Task statement - Reproduce the listing verbatim.

Records for this task -
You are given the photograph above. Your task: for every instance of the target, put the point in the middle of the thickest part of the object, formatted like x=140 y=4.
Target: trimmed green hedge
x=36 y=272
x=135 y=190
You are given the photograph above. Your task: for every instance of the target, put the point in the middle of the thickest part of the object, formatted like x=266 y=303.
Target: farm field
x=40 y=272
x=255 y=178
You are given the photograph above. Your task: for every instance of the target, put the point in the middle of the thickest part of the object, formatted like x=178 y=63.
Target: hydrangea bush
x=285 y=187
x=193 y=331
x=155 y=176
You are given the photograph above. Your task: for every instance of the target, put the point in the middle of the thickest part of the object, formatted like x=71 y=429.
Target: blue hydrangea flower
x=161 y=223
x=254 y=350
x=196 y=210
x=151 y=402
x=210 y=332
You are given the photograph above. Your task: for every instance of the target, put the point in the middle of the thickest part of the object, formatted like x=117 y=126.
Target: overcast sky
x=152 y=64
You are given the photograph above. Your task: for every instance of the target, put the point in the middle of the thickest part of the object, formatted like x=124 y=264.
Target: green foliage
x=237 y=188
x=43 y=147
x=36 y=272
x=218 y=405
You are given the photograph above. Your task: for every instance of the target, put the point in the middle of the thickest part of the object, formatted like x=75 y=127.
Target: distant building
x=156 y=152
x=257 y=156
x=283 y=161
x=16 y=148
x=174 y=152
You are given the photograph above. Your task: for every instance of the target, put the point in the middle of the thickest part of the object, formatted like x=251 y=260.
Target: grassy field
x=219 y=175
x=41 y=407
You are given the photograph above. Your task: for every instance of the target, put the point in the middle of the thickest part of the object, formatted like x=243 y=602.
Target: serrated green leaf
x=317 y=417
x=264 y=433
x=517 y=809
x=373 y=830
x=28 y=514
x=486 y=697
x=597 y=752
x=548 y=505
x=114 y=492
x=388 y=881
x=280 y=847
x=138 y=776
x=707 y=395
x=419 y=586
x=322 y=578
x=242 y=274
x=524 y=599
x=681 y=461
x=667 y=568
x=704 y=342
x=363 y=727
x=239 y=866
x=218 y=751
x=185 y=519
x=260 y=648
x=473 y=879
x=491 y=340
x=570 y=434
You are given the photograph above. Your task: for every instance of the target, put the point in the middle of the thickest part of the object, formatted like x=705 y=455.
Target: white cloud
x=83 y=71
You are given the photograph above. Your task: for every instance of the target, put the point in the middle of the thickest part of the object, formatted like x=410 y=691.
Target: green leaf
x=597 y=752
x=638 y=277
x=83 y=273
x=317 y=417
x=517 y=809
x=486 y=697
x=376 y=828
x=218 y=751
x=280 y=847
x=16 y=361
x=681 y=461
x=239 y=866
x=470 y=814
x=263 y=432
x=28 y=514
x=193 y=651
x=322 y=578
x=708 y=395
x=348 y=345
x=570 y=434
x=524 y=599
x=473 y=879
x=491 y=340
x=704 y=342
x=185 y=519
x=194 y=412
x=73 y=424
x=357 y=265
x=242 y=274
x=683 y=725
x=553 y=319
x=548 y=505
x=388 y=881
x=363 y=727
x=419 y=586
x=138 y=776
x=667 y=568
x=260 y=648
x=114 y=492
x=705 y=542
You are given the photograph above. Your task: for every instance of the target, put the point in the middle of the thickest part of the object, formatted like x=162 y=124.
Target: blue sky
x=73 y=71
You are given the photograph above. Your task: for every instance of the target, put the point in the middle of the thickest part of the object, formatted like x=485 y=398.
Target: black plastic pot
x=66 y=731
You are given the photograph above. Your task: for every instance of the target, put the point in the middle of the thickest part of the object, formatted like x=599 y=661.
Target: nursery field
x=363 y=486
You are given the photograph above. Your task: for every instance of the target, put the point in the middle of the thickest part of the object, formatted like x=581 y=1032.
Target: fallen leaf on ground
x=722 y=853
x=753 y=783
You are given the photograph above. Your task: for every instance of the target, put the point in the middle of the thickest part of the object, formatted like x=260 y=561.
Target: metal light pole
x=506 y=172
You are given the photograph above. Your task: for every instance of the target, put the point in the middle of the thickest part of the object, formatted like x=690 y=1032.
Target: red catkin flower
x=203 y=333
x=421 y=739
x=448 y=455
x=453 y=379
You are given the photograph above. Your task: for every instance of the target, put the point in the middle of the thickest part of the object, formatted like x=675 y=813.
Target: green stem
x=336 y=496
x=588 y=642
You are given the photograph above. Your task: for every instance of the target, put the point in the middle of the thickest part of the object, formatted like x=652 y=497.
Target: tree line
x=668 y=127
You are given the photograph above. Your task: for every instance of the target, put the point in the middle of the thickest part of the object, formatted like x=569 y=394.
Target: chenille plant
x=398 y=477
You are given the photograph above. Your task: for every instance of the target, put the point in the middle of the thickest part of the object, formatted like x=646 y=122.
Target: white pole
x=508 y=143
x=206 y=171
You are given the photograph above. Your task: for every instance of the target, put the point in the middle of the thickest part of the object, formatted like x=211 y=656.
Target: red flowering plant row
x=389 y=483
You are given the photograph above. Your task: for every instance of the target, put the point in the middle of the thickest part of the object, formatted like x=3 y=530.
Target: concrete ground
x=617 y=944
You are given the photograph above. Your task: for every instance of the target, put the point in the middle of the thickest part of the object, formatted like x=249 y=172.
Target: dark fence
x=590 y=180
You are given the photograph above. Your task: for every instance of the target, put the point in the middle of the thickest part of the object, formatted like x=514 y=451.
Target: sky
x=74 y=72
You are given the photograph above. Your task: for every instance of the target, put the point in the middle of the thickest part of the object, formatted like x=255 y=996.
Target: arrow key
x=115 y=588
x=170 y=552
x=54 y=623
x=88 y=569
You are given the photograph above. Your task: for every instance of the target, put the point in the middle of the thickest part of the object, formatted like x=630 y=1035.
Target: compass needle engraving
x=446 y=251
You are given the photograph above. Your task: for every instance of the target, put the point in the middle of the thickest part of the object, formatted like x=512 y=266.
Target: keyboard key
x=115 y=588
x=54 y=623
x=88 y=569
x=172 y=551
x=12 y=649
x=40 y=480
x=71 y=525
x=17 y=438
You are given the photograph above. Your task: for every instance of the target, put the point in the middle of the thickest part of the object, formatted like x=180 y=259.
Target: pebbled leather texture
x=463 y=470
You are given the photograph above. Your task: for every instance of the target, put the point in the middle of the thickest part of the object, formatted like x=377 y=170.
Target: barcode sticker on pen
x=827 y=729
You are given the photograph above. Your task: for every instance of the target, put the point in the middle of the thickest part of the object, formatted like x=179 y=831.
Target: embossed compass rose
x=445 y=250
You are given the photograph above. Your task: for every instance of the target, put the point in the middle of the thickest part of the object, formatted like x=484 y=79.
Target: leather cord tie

Written reply -
You are given the photograph above. Your task: for every instance of the target, put the point in the middle of the thickest part of the object, formatted like x=140 y=4.
Target: trimmed green hedge
x=36 y=272
x=135 y=190
You are given the photograph above. Your task: for every instance of the target, put the point in the middle of the thickest part of the object, formatted like x=266 y=303.
Target: farm field
x=40 y=272
x=255 y=178
You are given the photograph above. Your task: for every instance of the target, put the point in the middle of the thickest part of the object, formatted like x=178 y=63.
Target: hydrangea bush
x=285 y=187
x=193 y=331
x=155 y=176
You are given the photograph above. Your task: for every instance of the target, put the point in the middle of the thickest part of the object, formatted like x=71 y=429.
Target: blue hydrangea flower
x=161 y=223
x=254 y=350
x=196 y=210
x=151 y=402
x=210 y=332
You are given the photograph above. Your task: for every instance of the target, put the point in the middle of the thickest part of the object, formatted like x=117 y=126.
Target: overcast sky
x=152 y=64
You are given the photograph above. Your task: for every instance of the target, put the point in the middle of the thickest part of the object, formatted like x=124 y=264.
Target: green foliage
x=237 y=188
x=43 y=147
x=36 y=272
x=218 y=405
You are given the photograph above. Your task: for every instance of the target, put the point in the middle of the thickest part of the object, formatted like x=75 y=127.
Target: distant building
x=156 y=152
x=257 y=156
x=283 y=161
x=16 y=148
x=174 y=152
You are given the photograph above. Your task: for every instance of the target, put the point in the middle of the thickest part of the object, formatted like x=251 y=260.
Target: grassy field
x=219 y=175
x=41 y=407
You are given the photograph above. Your task: for every instance of the target, put the point in the middle of the thickest part of the object, formatted like x=243 y=602.
Target: serrated green leaf
x=317 y=417
x=264 y=433
x=517 y=809
x=373 y=830
x=28 y=514
x=486 y=697
x=597 y=752
x=548 y=505
x=114 y=492
x=388 y=881
x=280 y=847
x=138 y=776
x=707 y=395
x=419 y=586
x=322 y=578
x=242 y=274
x=524 y=599
x=681 y=461
x=667 y=568
x=704 y=342
x=363 y=727
x=239 y=866
x=218 y=751
x=185 y=519
x=260 y=648
x=473 y=879
x=491 y=340
x=570 y=434
You are given the photograph above. Your task: for every instance of the target, put the point in the middle of the thickest part of the object, formatted like x=705 y=455.
Target: white cloud
x=83 y=71
You are given the photograph above. Your task: for every instance of the target, put the point in the middle of the thickest part of the object, formatted like x=410 y=691.
Target: green leaf
x=597 y=752
x=638 y=277
x=83 y=273
x=317 y=417
x=517 y=809
x=486 y=697
x=376 y=828
x=218 y=751
x=280 y=847
x=16 y=361
x=681 y=461
x=239 y=866
x=470 y=814
x=263 y=432
x=28 y=514
x=193 y=651
x=322 y=578
x=708 y=395
x=348 y=345
x=570 y=434
x=524 y=599
x=473 y=879
x=491 y=340
x=704 y=342
x=185 y=519
x=194 y=412
x=73 y=424
x=357 y=265
x=242 y=274
x=683 y=725
x=553 y=319
x=548 y=505
x=388 y=881
x=363 y=727
x=419 y=586
x=138 y=776
x=667 y=568
x=260 y=648
x=114 y=492
x=705 y=542
You are given the photograph above. Your task: for every instance of the target, put the point in the middle of the thickest part of the object, formatted like x=162 y=124.
Target: blue sky
x=73 y=71
You are given the photograph above. Your task: for every instance of the target, put the point in the middle of the thickest part of the object, formatted like x=485 y=398.
Target: black plastic pot
x=66 y=731
You are given the photograph above. Your task: for every instance of the target, put the point in the middle of the thickest part of the object, formatted like x=599 y=661.
Target: nursery field
x=363 y=486
You are given the photograph above. Your task: for every instance of the target, put the point in the middle of the thickest part of the object, formatted like x=581 y=1032.
Target: fallen leaf on ground
x=722 y=853
x=753 y=783
You are given the photograph above. Your task: for every instance of the target, put the point in the middle of the thickest part of the object, formatted like x=260 y=561.
Target: metal light pole
x=506 y=172
You are given the photograph above. Your task: for every instance of the target, put the point in the middle of the thickest part of the object, formatted like x=690 y=1032.
Target: red catkin flower
x=203 y=333
x=421 y=739
x=448 y=455
x=453 y=379
You are given the photograph above. Your task: for every instance of the target, put the point in the middle of the thickest part of the object, formatted like x=675 y=813.
Target: green stem
x=336 y=496
x=588 y=642
You are given the photograph above. Your task: for every instance of the target, put the point in the middle of the thickest part of the object, formatted like x=652 y=497.
Target: tree line
x=668 y=127
You are given the photograph above. Your task: for every instance of the target, put the point in the middle of the thickest part of the object, formatted like x=569 y=394.
Target: chenille plant
x=398 y=477
You are given the photograph above. Your task: for every instance of the target, put the point in the middle of the thickest part of the object, formatted like x=646 y=122.
Target: white pole
x=508 y=143
x=206 y=171
You are given the photograph above. Your task: for every instance of the target, put the point in the middle of the thickest part of the object, formatted like x=211 y=656.
Target: red flowering plant row
x=389 y=483
You are given the photograph above. Your task: for every instance of the target, put the point in the middle of the thickest part of the object, formatted like x=3 y=530.
Target: concrete ground
x=617 y=944
You are given the photograph above. Your task: for every instance of the target, put the point in the middle of the thickest part of the object, formatted like x=249 y=172.
Target: dark fence
x=590 y=180
You are given the photograph above. Your task: for every instance of the target, put the point in the middle of the thickest part of the object, formatted like x=514 y=451.
Target: sky
x=74 y=72
You are given the photograph above. Your task: for every instance of the target, put the point in the middle of the thickest part of the object, formatted like x=255 y=996.
Target: arrow key
x=115 y=588
x=170 y=552
x=54 y=623
x=88 y=569
You are given the photograph above. Your task: for every instance of the target, put the point in the middle of the thickest part of the object, formatted like x=630 y=1035.
Target: compass needle engraving
x=446 y=251
You are given the photograph above. Your task: for every instance of the target, put the point in the middle of the thickest part of the object, formatted like x=512 y=266.
Target: keyboard key
x=115 y=588
x=54 y=623
x=88 y=569
x=172 y=551
x=12 y=649
x=40 y=480
x=71 y=525
x=17 y=438
You are given the photograph above. Your task: for every instance of the target, put the point in the middle of the thickest part of the object, formatted like x=180 y=259.
Target: pebbled leather texture
x=463 y=470
You are given the photograph above. Your task: for every instance of the target, put the point in the middle of the thickest part of the object, formatted like x=377 y=170.
Target: barcode sticker on pen
x=827 y=729
You are given the photograph above. Your task: for every instance of the target, put the point in the middle of the thickest part of the object, formatted like x=179 y=831.
Target: embossed compass rose
x=445 y=250
You are given the photograph above. Your task: for every instance of the target, put the point in the middle of the thickest part of the object, formatted like x=484 y=79.
Target: leather cord tie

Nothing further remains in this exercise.